Gather each line from the rows below that contains the word "tree". Case counts: a line qualifies only if its capital and small letters match.

>> START

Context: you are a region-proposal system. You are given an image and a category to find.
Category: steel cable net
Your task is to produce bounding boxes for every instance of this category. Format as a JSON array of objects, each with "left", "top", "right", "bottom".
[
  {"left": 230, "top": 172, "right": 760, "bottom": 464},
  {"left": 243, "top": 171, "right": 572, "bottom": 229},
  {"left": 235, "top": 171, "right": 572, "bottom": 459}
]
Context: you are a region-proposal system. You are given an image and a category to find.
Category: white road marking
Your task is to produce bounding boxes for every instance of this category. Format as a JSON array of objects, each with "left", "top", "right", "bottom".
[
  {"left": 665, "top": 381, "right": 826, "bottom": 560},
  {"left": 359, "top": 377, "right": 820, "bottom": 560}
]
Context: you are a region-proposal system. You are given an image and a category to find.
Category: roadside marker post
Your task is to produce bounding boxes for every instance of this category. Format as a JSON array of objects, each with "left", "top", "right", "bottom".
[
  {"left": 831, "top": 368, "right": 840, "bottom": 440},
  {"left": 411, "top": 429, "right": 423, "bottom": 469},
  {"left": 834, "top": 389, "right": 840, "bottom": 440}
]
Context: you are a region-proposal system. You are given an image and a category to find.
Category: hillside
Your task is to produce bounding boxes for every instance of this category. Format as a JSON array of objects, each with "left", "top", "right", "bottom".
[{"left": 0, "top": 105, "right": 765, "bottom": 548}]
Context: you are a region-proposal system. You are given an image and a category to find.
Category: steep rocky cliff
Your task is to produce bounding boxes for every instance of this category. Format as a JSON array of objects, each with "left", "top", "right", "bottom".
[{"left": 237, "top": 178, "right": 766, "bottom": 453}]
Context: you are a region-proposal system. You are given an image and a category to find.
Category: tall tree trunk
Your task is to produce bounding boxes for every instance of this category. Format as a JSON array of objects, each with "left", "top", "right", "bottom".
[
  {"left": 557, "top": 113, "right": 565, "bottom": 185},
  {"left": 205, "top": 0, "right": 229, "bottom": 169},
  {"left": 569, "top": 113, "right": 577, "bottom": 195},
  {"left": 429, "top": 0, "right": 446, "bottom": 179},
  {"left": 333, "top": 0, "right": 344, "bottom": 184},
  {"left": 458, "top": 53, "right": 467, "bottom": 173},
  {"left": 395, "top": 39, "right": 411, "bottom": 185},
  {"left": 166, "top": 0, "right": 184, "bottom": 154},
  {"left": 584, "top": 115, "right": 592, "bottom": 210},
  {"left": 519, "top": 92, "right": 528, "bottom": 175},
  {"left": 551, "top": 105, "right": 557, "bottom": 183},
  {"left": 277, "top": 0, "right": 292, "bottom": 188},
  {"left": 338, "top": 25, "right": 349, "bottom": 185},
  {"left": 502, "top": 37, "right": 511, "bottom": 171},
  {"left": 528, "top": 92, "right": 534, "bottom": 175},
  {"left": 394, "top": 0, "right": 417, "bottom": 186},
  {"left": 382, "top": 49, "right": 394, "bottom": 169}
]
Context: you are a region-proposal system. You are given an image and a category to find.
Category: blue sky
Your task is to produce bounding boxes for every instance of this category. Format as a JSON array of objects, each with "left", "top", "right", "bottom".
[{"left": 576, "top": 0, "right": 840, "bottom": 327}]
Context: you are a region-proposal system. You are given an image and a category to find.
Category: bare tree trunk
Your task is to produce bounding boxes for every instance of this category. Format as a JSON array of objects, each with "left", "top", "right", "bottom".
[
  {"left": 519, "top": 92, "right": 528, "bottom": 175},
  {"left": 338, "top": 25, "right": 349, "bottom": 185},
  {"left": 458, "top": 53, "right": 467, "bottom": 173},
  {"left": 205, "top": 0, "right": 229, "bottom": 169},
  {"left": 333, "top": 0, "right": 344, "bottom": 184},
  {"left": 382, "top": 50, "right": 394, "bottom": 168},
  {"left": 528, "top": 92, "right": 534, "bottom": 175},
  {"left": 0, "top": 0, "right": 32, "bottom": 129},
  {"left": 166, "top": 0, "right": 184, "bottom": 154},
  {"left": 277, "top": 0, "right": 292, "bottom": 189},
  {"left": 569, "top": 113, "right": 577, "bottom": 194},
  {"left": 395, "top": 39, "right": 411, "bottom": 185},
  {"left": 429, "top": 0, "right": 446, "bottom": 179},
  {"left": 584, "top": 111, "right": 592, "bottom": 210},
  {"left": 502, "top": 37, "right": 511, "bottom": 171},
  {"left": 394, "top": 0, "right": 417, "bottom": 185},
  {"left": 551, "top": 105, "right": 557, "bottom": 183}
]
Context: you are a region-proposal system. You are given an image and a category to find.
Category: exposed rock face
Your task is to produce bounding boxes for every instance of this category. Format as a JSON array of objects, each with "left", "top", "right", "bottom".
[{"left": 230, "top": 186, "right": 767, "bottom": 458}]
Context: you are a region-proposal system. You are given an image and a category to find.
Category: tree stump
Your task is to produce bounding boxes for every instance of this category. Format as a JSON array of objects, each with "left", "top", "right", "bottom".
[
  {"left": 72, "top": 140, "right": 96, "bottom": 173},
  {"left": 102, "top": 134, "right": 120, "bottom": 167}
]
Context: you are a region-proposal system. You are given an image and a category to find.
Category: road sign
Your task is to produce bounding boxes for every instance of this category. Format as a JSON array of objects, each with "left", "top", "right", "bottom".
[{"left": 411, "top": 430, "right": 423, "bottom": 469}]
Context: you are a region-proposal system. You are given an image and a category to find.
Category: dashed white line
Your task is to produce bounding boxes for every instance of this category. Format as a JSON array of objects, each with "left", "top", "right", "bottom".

>> END

### Correct output
Category: tall tree trunk
Category: bare tree trunk
Category: tree stump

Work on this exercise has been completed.